**EXERCISE**
Edit the rows below by replacing every "integer pixel values" with "whole-number pixel coordinates" and leaving all other text unchanged. Omit the pictures from your version.
- - - - -
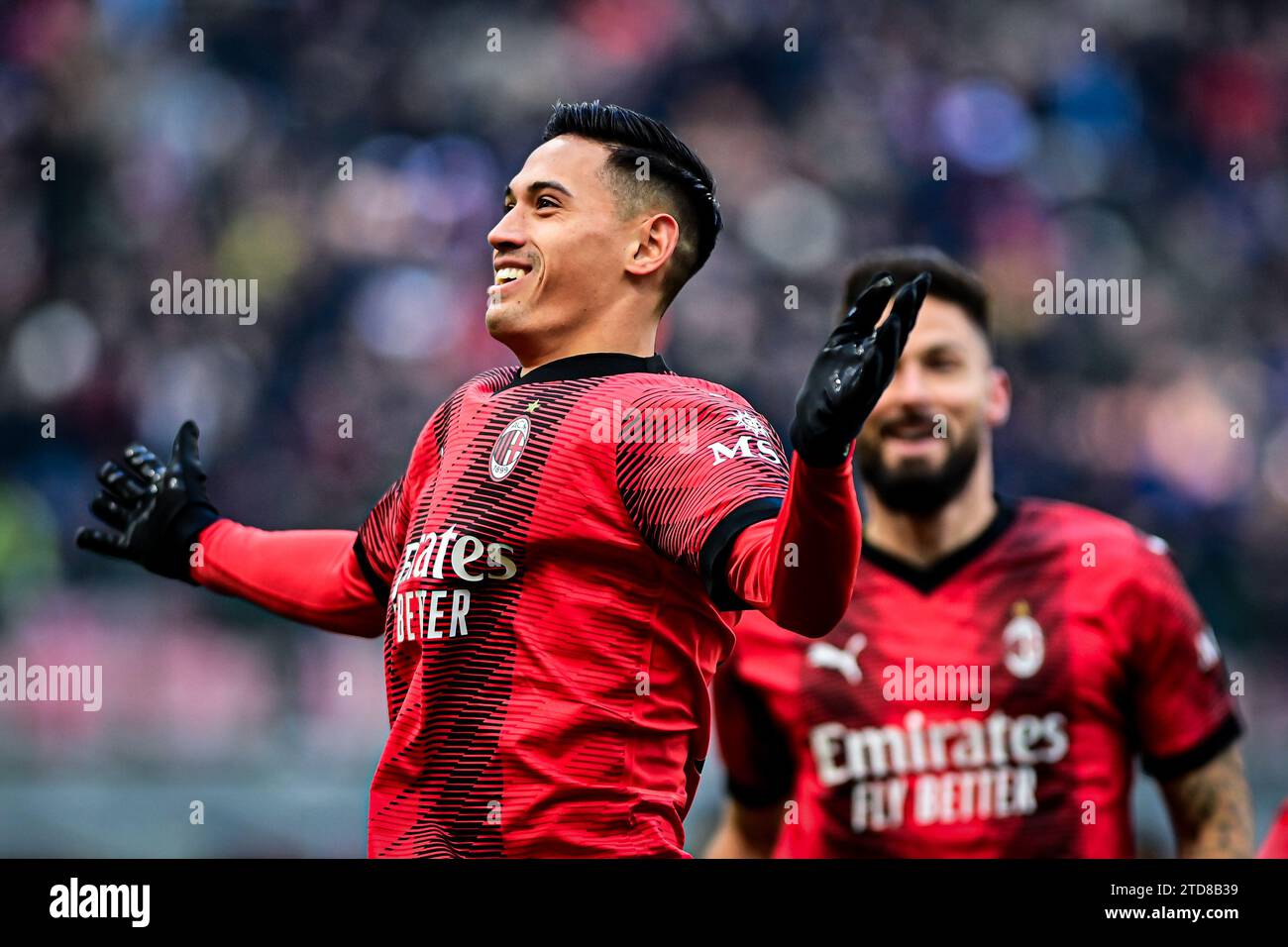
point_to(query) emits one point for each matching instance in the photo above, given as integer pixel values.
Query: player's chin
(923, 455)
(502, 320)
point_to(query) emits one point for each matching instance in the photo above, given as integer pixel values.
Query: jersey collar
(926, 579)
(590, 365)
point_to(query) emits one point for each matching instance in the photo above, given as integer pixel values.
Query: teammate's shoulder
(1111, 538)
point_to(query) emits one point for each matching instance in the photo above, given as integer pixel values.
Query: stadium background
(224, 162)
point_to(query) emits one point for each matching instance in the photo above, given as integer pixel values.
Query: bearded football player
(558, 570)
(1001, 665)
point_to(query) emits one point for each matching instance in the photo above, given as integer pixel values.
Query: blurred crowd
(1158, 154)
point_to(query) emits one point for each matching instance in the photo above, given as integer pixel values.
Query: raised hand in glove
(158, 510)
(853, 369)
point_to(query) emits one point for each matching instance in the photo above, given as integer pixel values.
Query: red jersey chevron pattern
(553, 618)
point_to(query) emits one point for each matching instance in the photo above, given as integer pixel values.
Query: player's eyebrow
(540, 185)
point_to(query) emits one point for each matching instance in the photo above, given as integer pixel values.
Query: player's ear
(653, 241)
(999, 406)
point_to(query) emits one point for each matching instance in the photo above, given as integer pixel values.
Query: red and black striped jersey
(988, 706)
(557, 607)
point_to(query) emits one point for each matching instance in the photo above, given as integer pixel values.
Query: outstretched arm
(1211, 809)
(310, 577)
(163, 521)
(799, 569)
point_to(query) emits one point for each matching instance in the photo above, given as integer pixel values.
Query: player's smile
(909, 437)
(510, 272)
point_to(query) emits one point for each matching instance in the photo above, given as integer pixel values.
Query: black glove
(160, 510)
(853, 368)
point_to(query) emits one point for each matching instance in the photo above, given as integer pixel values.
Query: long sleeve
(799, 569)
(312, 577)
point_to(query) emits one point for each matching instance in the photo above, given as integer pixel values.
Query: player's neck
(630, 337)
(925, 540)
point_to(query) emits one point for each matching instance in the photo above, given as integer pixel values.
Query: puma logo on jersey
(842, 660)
- - - - -
**TASK RESPONSE**
point_to(query) emits one point for each matching instance in the photo above, given as whole-number pixel coordinates.
Query: player's chin
(923, 455)
(502, 320)
point_to(query) emits one point for each matching instance in the photo above, given as whole-number pixel coordinates.
Query: jersey collar
(926, 579)
(590, 365)
point_to(query) emits one point for each matching instance in the photo above, given as whole-number pixel coordinates.
Query: teammate's shoulder
(1111, 538)
point_to(query) emits one point for each matching instance in the photo above, given as whole-number pixel coordinates.
Query: stadium background
(224, 162)
point_to(query) emits one point for each matching instance in the photo above, given as whole-number pixel coordinates.
Query: bearded football player
(558, 570)
(1001, 665)
point_to(query) emits one point for each matching instance in the photo above, given as whole-number pixel coordinates.
Query: blurred crowd
(1158, 154)
point_to(query) emits one point for each matching instance in the photo above, given as whole-number pixel coordinates.
Query: raised hand in glove
(158, 510)
(853, 369)
point_to(query) emits one point for each matching instance in the photo above, given as whole-number pixel coordinates.
Query: red jersey chevron pattern
(553, 618)
point_to(query) emits one point for each matching instance in the photo above, given as whole-number pixel coordinates.
Query: player's eyebrow
(540, 185)
point_to(query) emits one point for each matching instance in the photo above, given as whole-number pixel coordinates.
Query: player's ear
(653, 241)
(999, 406)
point_to(query) emits one point for each matching instance in the photo above, given as whole-number pixel coordinates.
Query: red and black striped jersey
(988, 706)
(557, 607)
point_to(query) emits one point for each matching instance in the photo above, given as whole-number pixel coordinates.
Query: outstretched arm
(1211, 809)
(310, 577)
(163, 521)
(799, 569)
point_to(query) emits one point for each matching instance in the photo above, given as whole-number pixel coordinates.
Query: player's smile
(909, 437)
(510, 272)
point_to(query) emits one point for each matching instance in the photo above, given as whole-number pixel coordinates.
Query: black glove
(160, 510)
(853, 368)
point_to(query) emits one point for each matching instance in the photo above, given as whole-number pixel coordinates.
Query: long sleeve
(799, 569)
(312, 577)
point_to(query) emits one point for each matching instance in the photo above, given as whole-number pixel coordinates.
Query: player's neck
(630, 337)
(925, 540)
point_to(query) emits one point for each matching instance in the photo above, given as whole-number pixel coordinates.
Query: puma logo on jersey
(842, 660)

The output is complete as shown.